**Recorded information**
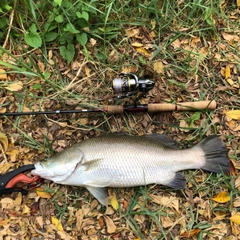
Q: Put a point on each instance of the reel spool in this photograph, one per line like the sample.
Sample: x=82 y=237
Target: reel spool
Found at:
x=128 y=84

**Problem statement**
Every entry above, pictures excluded, needs to be duplicated exactly.

**Task response**
Q: Put a point on each instance of the reel spool in this photograph, one per line like the sample.
Sample: x=82 y=237
Target: reel spool
Found at:
x=128 y=84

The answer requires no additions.